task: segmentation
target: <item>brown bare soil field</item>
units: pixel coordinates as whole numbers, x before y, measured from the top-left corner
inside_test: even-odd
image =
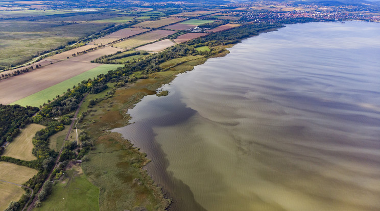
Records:
[[[37,174],[37,170],[10,163],[0,162],[0,179],[16,184],[22,184]],[[4,210],[12,201],[17,201],[25,193],[19,187],[0,182],[0,210]]]
[[[196,26],[197,25],[191,24],[176,23],[175,24],[170,25],[164,27],[164,29],[176,31],[181,31],[186,30],[189,29],[194,29]]]
[[[1,75],[1,74],[10,74],[10,74],[12,74],[12,73],[13,72],[14,72],[15,71],[21,70],[22,70],[23,69],[25,69],[26,68],[28,68],[29,69],[31,66],[33,66],[33,68],[34,68],[34,70],[36,70],[36,69],[35,69],[36,65],[41,65],[41,67],[43,67],[44,66],[50,65],[51,62],[52,63],[56,63],[57,62],[58,62],[58,61],[61,61],[61,60],[56,60],[56,59],[51,59],[49,57],[49,58],[47,58],[46,59],[43,59],[43,60],[41,60],[41,61],[40,61],[39,62],[36,62],[35,63],[33,63],[33,64],[32,64],[31,65],[27,65],[27,66],[26,66],[25,67],[19,67],[18,68],[14,69],[13,70],[7,70],[7,71],[3,71],[3,72],[1,72],[1,73],[0,73],[0,75]]]
[[[67,51],[61,52],[61,54],[56,54],[53,57],[50,57],[51,59],[58,59],[58,60],[65,60],[67,59],[67,57],[73,57],[73,54],[77,54],[77,52],[83,51],[92,47],[97,47],[96,45],[86,45],[84,46],[77,47],[76,48]]]
[[[95,40],[90,43],[106,44],[122,38],[126,38],[145,32],[149,30],[145,29],[126,28],[115,32],[104,37]]]
[[[183,12],[180,13],[172,15],[172,16],[176,17],[197,17],[201,15],[204,15],[207,14],[212,13],[215,11],[194,11],[194,12]]]
[[[132,27],[138,28],[158,28],[164,25],[169,25],[172,23],[176,23],[182,20],[186,20],[186,18],[180,18],[176,17],[171,17],[163,18],[158,20],[147,20],[146,21],[141,22]]]
[[[146,43],[154,42],[174,33],[175,33],[175,32],[173,31],[159,30],[152,31],[115,43],[113,46],[126,49],[130,49]]]
[[[185,34],[178,36],[177,39],[174,40],[174,42],[177,43],[182,43],[182,42],[188,41],[190,40],[192,40],[195,38],[197,38],[199,37],[202,37],[208,35],[207,33],[190,33]]]
[[[207,30],[207,31],[209,32],[220,32],[221,31],[224,31],[230,29],[234,28],[235,27],[238,27],[240,25],[240,24],[239,24],[227,23],[226,24],[219,26],[216,28]]]
[[[0,103],[9,104],[101,65],[64,60],[0,81]]]
[[[148,45],[139,47],[136,49],[140,50],[158,52],[164,50],[166,48],[173,46],[175,44],[175,43],[172,42],[169,39],[167,39],[158,42],[156,42],[154,43],[149,44]]]
[[[79,62],[91,62],[95,59],[104,55],[108,55],[110,54],[115,54],[118,51],[124,51],[124,49],[116,48],[112,47],[104,47],[101,48],[98,48],[88,52],[87,54],[82,54],[79,56],[76,56],[69,59],[69,60],[77,61]]]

TASK PROMPT. Write out each line again precisely as it appears, skipping every picture.

TASK ANSWER.
task: segmentation
target: <item>brown bare soil field</item>
units: pixel coordinates as whole numbers, x before y, measured from the top-left corner
inside_test: even-odd
image =
Records:
[[[37,174],[37,170],[10,163],[0,162],[0,179],[16,184],[22,184]],[[4,210],[12,201],[17,201],[25,193],[19,187],[0,182],[0,210]]]
[[[196,26],[197,25],[191,24],[176,23],[175,24],[170,25],[164,27],[164,29],[176,31],[181,31],[186,30],[189,29],[194,29]]]
[[[1,75],[1,74],[10,74],[10,74],[12,74],[12,73],[13,72],[14,72],[15,71],[21,70],[22,70],[23,69],[25,69],[26,68],[28,68],[29,69],[31,66],[33,66],[33,68],[34,68],[34,70],[36,70],[36,69],[35,69],[36,65],[41,65],[41,67],[43,67],[44,66],[50,65],[51,62],[52,63],[56,63],[57,62],[58,62],[58,61],[61,61],[61,60],[56,60],[56,59],[51,59],[49,57],[49,58],[47,58],[46,59],[43,59],[43,60],[41,60],[41,61],[40,61],[39,62],[36,62],[35,63],[33,63],[33,64],[32,64],[31,65],[27,65],[27,66],[26,66],[25,67],[19,67],[18,68],[14,69],[13,70],[7,70],[7,71],[3,71],[3,72],[1,72],[1,73],[0,73],[0,75]]]
[[[67,51],[61,52],[61,54],[56,54],[53,57],[50,57],[51,59],[58,59],[58,60],[65,60],[67,59],[67,57],[73,57],[73,54],[77,54],[77,52],[83,51],[92,47],[97,47],[96,45],[86,45],[84,46],[77,47],[76,48]]]
[[[95,40],[90,43],[106,44],[122,38],[126,38],[145,32],[149,30],[145,29],[126,28],[115,32],[104,37]]]
[[[183,12],[180,13],[172,15],[172,16],[176,17],[197,17],[201,15],[204,15],[207,14],[212,13],[215,11],[194,11],[194,12]]]
[[[132,27],[138,28],[158,28],[164,25],[169,25],[172,23],[176,23],[182,20],[186,20],[186,18],[180,18],[176,17],[171,17],[163,18],[158,20],[147,20],[146,21],[141,22]]]
[[[146,43],[154,42],[174,33],[175,33],[175,32],[173,31],[159,30],[152,31],[115,43],[113,46],[126,49],[130,49]]]
[[[185,34],[178,36],[177,39],[174,40],[174,42],[177,43],[182,43],[182,42],[188,41],[190,40],[192,40],[195,38],[197,38],[199,37],[202,37],[208,35],[207,33],[190,33]]]
[[[207,30],[207,31],[209,32],[220,32],[221,31],[224,31],[230,29],[234,28],[235,27],[238,27],[240,25],[240,24],[239,24],[227,23],[226,24],[219,26],[216,28]]]
[[[0,103],[9,104],[101,65],[64,60],[0,81]]]
[[[148,45],[139,47],[136,49],[140,50],[158,52],[164,50],[166,48],[173,46],[175,44],[175,43],[172,42],[169,39],[167,39],[158,42],[156,42],[154,43],[149,44]]]
[[[79,62],[91,62],[95,59],[104,55],[108,55],[110,54],[115,54],[118,51],[124,51],[124,49],[116,48],[112,47],[104,47],[101,48],[98,48],[88,52],[87,54],[82,54],[79,56],[76,56],[69,59],[69,60],[77,61]]]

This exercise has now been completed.